## Exercise
Return every line in the data below that contains the word "dining", matching case exactly.

## Material provided
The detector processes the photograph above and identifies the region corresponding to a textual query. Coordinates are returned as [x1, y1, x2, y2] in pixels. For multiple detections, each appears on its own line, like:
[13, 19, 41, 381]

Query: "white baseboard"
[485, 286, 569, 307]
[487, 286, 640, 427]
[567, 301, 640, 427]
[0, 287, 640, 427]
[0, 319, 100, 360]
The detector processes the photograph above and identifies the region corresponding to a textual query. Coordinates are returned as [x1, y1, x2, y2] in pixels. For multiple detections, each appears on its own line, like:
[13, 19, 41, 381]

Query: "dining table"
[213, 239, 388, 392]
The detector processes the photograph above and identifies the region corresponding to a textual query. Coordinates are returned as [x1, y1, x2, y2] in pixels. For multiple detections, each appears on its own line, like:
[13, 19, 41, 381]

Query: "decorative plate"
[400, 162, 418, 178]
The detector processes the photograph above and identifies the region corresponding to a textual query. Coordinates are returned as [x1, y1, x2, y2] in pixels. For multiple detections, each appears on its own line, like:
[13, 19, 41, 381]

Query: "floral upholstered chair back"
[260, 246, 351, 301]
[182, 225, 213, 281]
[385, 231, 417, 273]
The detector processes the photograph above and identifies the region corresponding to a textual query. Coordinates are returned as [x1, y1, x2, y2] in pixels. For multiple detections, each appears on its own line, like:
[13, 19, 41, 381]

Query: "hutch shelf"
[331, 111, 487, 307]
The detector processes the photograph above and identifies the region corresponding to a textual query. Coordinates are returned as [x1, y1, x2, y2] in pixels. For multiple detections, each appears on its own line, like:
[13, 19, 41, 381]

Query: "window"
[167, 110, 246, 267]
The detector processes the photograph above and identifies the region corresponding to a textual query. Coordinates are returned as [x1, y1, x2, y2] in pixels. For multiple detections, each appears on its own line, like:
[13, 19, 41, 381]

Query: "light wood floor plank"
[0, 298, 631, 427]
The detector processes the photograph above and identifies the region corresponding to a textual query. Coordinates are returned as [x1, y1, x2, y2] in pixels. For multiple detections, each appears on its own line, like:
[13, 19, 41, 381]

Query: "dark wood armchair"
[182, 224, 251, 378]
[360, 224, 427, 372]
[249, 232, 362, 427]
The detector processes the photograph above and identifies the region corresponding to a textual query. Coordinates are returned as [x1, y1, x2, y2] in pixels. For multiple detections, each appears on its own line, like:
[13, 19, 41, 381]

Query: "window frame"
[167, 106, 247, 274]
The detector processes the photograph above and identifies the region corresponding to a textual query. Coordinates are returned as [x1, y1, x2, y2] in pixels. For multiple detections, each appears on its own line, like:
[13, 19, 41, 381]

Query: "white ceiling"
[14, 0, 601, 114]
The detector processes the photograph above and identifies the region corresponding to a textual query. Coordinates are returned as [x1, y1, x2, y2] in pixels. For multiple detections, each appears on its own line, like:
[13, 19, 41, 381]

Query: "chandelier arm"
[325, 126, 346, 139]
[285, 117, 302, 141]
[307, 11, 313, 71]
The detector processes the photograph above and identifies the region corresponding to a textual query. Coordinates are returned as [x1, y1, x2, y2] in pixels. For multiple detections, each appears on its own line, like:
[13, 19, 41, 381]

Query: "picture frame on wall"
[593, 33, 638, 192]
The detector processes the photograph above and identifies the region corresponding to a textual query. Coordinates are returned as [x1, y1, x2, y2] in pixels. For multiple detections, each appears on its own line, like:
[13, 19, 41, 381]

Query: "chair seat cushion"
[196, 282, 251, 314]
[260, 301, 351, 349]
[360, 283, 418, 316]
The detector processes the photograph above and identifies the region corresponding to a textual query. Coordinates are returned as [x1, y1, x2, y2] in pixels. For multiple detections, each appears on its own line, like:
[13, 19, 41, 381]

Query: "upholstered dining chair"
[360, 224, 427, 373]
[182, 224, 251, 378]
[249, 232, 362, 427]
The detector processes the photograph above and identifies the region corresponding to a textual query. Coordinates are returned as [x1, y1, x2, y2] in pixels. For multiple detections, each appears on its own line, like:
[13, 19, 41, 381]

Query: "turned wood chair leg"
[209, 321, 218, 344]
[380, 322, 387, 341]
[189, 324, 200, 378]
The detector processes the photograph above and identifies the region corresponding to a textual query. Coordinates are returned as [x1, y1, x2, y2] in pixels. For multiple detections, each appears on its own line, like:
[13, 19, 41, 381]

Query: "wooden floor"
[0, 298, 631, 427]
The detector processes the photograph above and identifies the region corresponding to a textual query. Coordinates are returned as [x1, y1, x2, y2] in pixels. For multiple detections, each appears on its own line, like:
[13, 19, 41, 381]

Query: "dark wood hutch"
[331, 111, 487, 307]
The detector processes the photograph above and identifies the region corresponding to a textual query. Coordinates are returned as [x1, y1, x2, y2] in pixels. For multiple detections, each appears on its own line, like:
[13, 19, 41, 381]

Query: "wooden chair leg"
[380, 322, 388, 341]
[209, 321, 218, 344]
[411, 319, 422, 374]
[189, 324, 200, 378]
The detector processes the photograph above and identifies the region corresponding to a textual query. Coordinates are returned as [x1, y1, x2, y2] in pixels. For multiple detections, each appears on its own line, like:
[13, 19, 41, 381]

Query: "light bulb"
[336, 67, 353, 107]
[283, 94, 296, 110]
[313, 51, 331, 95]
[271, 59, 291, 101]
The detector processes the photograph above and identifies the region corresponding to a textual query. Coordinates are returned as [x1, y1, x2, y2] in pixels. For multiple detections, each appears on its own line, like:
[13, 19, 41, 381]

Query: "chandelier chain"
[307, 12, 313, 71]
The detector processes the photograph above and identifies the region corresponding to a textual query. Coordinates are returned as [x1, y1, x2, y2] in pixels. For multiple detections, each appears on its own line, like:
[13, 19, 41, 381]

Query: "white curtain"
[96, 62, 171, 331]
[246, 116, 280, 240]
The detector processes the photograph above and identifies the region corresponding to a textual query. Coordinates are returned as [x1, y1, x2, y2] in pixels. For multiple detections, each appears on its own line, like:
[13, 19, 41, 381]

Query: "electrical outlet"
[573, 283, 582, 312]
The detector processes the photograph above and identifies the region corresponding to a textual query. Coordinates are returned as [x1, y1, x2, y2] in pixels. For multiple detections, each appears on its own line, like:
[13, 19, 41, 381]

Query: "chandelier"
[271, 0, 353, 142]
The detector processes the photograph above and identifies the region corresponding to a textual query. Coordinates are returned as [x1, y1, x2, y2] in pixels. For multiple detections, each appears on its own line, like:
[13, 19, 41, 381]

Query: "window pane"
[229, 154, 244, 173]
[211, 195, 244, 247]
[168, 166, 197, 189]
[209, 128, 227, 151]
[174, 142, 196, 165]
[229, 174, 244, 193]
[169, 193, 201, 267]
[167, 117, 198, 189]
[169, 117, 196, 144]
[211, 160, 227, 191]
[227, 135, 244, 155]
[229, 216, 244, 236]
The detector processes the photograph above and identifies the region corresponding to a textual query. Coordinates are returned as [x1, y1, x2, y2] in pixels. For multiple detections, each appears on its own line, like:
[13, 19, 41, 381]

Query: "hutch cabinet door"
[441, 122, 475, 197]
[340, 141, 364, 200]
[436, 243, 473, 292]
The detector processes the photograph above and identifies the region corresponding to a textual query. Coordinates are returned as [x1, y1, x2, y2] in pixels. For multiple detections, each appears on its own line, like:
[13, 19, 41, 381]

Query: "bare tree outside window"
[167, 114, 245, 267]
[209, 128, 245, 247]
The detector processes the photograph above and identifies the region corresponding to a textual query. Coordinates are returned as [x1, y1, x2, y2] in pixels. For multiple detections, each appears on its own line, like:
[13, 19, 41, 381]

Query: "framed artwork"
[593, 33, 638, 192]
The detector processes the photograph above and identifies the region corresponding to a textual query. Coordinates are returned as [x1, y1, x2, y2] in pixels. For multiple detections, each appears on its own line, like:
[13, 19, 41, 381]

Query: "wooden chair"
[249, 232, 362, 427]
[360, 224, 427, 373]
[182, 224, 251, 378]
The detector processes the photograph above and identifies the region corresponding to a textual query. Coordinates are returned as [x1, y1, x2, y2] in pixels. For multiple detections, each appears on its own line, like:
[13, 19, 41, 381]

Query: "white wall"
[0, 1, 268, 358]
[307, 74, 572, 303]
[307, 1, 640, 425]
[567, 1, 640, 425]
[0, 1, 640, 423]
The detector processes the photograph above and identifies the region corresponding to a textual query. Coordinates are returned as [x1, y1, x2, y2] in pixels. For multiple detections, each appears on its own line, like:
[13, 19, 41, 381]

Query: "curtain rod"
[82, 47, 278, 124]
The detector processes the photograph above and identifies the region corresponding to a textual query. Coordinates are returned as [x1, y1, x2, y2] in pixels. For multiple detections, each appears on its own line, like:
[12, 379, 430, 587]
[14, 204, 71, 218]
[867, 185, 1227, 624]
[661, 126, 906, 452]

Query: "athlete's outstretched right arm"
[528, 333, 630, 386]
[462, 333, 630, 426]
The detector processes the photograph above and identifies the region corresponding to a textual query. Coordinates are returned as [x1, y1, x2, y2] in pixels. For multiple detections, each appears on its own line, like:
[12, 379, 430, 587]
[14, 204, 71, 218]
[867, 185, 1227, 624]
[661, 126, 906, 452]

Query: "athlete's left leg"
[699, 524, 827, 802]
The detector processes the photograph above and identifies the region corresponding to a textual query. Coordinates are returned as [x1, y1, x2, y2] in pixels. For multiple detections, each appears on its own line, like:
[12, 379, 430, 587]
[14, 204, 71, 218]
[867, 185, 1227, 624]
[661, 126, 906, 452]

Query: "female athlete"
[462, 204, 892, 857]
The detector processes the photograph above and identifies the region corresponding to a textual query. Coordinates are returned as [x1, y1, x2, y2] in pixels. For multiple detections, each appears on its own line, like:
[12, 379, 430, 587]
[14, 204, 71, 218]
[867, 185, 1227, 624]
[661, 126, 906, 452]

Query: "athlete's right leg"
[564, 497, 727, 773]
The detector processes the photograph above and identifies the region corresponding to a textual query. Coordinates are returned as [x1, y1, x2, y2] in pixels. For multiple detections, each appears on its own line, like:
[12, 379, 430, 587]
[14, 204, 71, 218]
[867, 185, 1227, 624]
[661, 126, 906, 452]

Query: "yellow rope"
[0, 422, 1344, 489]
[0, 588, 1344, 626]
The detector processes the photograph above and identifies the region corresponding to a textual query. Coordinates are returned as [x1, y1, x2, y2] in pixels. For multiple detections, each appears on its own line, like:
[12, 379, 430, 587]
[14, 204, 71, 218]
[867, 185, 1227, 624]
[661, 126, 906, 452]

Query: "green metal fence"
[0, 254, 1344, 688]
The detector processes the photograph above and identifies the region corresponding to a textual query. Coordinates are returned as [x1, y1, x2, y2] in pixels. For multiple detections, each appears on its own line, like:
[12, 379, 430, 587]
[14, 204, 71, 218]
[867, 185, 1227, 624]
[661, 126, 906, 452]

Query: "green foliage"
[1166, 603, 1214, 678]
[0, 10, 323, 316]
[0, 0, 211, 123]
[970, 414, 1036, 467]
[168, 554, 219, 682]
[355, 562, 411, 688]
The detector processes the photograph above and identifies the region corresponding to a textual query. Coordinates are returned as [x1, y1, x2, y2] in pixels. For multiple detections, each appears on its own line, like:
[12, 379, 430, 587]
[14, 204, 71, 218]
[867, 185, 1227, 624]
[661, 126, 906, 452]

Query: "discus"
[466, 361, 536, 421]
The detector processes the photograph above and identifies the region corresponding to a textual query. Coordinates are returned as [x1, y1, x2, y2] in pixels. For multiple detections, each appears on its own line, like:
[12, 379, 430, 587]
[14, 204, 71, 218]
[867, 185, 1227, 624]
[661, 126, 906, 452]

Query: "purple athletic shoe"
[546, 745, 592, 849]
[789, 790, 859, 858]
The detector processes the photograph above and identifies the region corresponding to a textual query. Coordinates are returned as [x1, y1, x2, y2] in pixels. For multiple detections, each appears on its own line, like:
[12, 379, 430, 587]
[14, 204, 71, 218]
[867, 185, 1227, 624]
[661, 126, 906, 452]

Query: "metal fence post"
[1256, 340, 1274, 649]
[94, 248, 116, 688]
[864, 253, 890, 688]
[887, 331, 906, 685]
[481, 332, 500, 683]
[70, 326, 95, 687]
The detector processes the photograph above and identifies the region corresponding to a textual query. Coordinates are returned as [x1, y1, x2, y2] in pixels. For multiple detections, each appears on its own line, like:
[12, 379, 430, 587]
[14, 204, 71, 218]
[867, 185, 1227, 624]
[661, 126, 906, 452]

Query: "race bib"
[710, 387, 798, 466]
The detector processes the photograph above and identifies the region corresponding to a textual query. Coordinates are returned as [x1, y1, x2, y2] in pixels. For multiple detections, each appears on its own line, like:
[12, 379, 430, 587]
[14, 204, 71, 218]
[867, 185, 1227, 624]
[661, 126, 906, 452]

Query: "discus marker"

## Problem solution
Query: "dining table"
Query: "upholstered dining chair"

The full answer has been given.